- **DOCUMENT EXCERPT**:
**********

During the three months ended March 31, 2003, approximately 92% of the Company’s product sales were derived from three customers (53%, 28% and 11%, respectively).

 

Five of the Company’s major customers accounted for approximately 98% of the total accounts receivable balance at March 31, 2003.

 

Approximately 99% of the Company’s product sales for the three months ended March 31, 2003 were to customers in Asia.

 

The Company maintains accounts with financial institutions.  Balances usually exceed the maximum coverage provided by the Federal Deposit Insurance Corporation on insured depositor accounts.

 

Two of the Company’s major vendors accounted for approximately 98% of total purchases for the three months ended March 31, 2003.

 

9



 

ITEM 2.  MANAGEMENT’S DISCUSSION AND ANALYSIS OF FINANCIAL CONDITION AND RESULTS OF OPERATIONS.

**********

- **DATA EXCERPTS**:
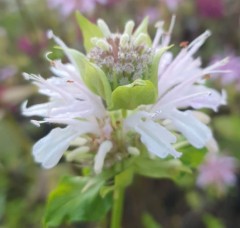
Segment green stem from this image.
[111,177,125,228]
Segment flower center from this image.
[87,34,153,88]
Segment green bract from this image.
[73,13,171,110]
[112,79,157,109]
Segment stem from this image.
[111,177,125,228]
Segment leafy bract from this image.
[76,12,103,52]
[149,45,172,87]
[44,176,112,226]
[68,49,112,106]
[112,79,157,110]
[180,145,207,168]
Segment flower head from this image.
[196,0,224,18]
[197,153,237,192]
[212,52,240,91]
[48,0,108,16]
[23,14,225,173]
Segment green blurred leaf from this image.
[203,214,225,228]
[213,116,240,142]
[76,12,103,52]
[142,212,162,228]
[44,176,112,226]
[112,79,157,110]
[180,145,207,168]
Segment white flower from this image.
[23,16,225,173]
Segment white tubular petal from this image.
[192,111,211,124]
[33,126,78,169]
[188,30,211,55]
[170,110,212,148]
[66,146,90,162]
[136,121,181,158]
[97,19,111,38]
[93,140,113,174]
[21,102,50,116]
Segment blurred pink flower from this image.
[140,7,160,23]
[211,52,240,91]
[197,153,236,192]
[160,0,182,12]
[48,0,108,17]
[196,0,224,18]
[0,66,17,81]
[17,34,47,56]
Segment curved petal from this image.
[33,126,78,169]
[169,110,212,148]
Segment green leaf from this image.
[134,157,192,180]
[46,47,64,60]
[142,212,162,228]
[180,145,207,168]
[133,17,152,46]
[112,79,157,110]
[115,167,133,188]
[149,45,173,88]
[76,12,103,52]
[44,176,112,226]
[68,49,112,106]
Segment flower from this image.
[48,0,108,17]
[196,0,224,18]
[23,14,225,173]
[211,52,240,91]
[197,153,237,192]
[160,0,182,12]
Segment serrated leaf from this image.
[68,49,112,106]
[112,79,157,110]
[76,12,103,52]
[44,176,112,226]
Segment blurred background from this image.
[0,0,240,228]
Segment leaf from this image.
[134,157,192,180]
[142,212,162,228]
[46,47,64,60]
[203,214,225,228]
[76,12,103,52]
[68,49,112,106]
[112,79,157,110]
[44,176,112,226]
[213,116,240,142]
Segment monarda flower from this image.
[48,0,108,17]
[23,14,225,173]
[197,153,237,193]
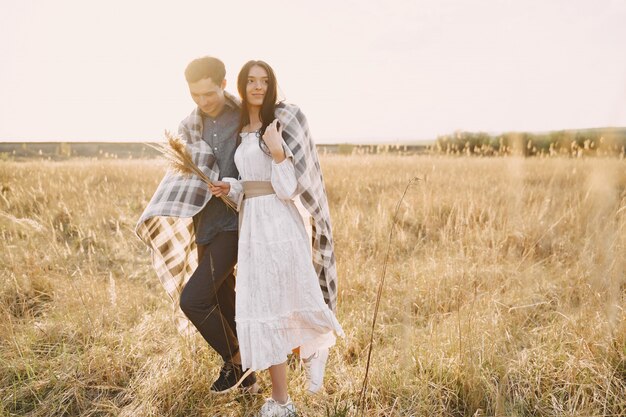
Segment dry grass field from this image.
[0,155,626,417]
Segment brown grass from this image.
[0,156,626,416]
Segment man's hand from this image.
[209,181,230,197]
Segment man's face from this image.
[188,78,226,117]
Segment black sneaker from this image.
[211,362,258,394]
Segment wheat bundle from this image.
[150,130,237,210]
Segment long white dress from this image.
[231,133,344,370]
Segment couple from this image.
[136,57,343,416]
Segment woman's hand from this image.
[209,181,230,197]
[263,119,285,163]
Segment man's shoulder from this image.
[224,91,241,109]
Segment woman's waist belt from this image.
[242,181,276,199]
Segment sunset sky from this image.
[0,0,626,143]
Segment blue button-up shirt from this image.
[193,98,240,245]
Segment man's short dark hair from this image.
[185,56,226,85]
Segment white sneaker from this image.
[302,348,328,394]
[256,397,297,417]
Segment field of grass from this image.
[0,155,626,417]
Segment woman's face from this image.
[246,65,269,107]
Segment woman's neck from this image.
[248,106,261,127]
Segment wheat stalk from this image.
[148,130,237,210]
[357,177,423,415]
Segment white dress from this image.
[231,133,344,370]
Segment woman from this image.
[211,61,344,416]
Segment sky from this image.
[0,0,626,143]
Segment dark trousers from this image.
[180,232,239,362]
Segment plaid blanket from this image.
[275,103,337,311]
[135,93,337,334]
[135,92,240,334]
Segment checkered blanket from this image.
[135,93,239,334]
[275,103,337,311]
[135,93,337,334]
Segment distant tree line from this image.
[432,128,626,157]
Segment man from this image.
[136,57,258,393]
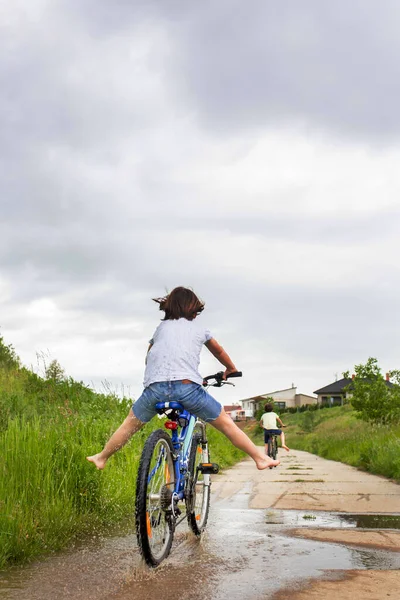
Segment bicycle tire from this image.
[270,435,278,460]
[186,433,211,536]
[135,429,174,567]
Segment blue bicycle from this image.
[136,372,242,567]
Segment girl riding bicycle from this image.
[87,287,279,470]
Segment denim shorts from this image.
[264,429,282,444]
[132,381,222,423]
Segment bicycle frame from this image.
[155,402,209,501]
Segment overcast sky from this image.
[0,0,400,403]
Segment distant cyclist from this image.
[260,404,289,454]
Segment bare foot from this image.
[86,454,107,470]
[255,456,281,471]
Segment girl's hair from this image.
[153,287,204,321]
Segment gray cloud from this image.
[0,0,400,404]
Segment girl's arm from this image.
[205,338,237,379]
[144,342,153,365]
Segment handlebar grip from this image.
[226,371,243,379]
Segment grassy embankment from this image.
[253,405,400,482]
[0,337,242,568]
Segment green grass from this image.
[0,346,244,568]
[248,405,400,482]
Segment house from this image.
[224,404,246,421]
[314,373,393,406]
[224,404,247,421]
[242,385,317,416]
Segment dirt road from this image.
[0,451,400,600]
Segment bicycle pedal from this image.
[198,463,219,475]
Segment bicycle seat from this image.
[156,401,185,413]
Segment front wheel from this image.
[186,433,211,536]
[136,429,174,567]
[268,435,278,460]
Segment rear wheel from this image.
[186,433,211,536]
[136,429,174,567]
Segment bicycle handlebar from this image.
[203,371,243,387]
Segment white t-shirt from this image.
[261,412,279,429]
[143,318,212,387]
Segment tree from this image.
[343,358,400,423]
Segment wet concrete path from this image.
[0,451,400,600]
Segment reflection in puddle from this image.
[266,510,400,529]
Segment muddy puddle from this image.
[266,510,400,530]
[0,502,400,600]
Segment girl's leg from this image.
[86,409,144,469]
[281,431,289,452]
[210,409,280,470]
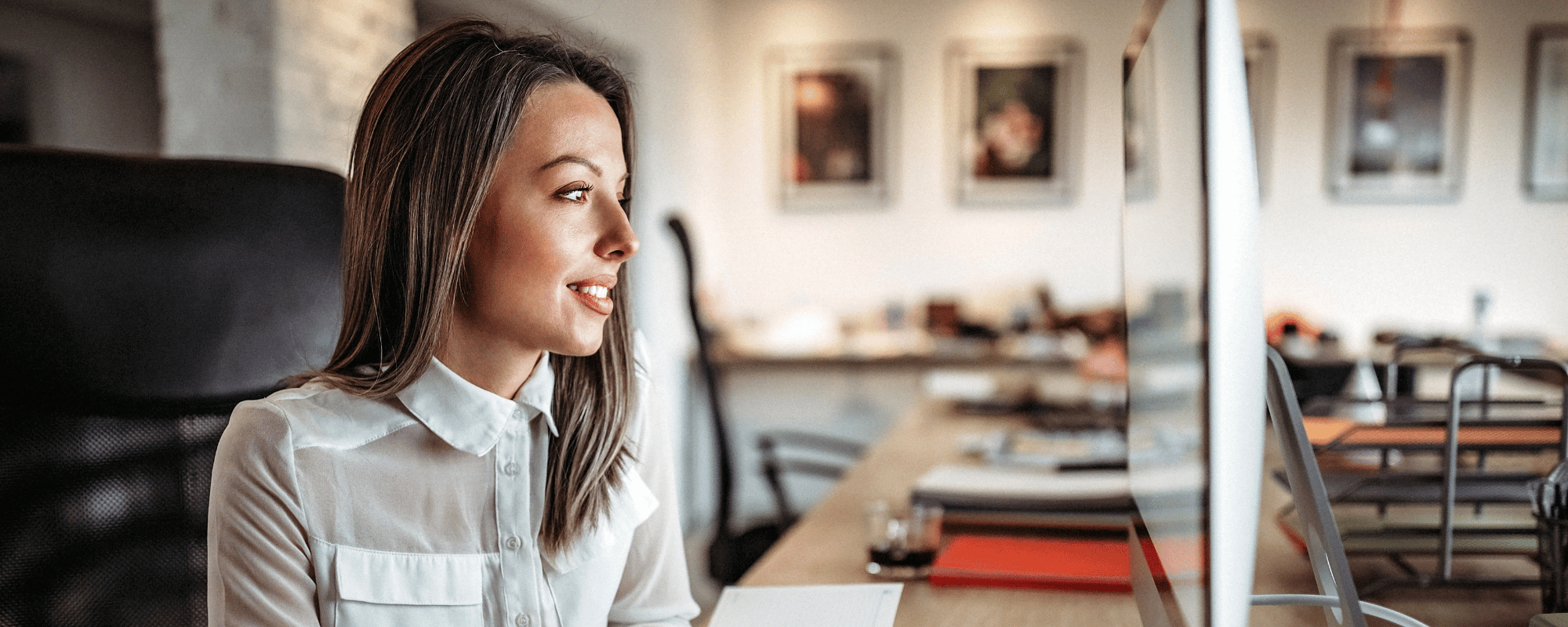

**********

- **WHAT YOU SHOULD DO**: Write out the entire financial filing excerpt on customer and vendor concentration word for word.

- **FULL OUTPUT**:
During the three months ended March 31, 2003, approximately 92% of the Company’s product sales were derived from three customers (53%, 28% and 11%, respectively).

 

Five of the Company’s major customers accounted for approximately 98% of the total accounts receivable balance at March 31, 2003.

 

Approximately 99% of the Company’s product sales for the three months ended March 31, 2003 were to customers in Asia.

 

The Company maintains accounts with financial institutions.  Balances usually exceed the maximum coverage provided by the Federal Deposit Insurance Corporation on insured depositor accounts.

 

Two of the Company’s major vendors accounted for approximately 98% of total purchases for the three months ended March 31, 2003.

 

9



 

ITEM 2.  MANAGEMENT’S DISCUSSION AND ANALYSIS OF FINANCIAL CONDITION AND RESULTS OF OPERATIONS.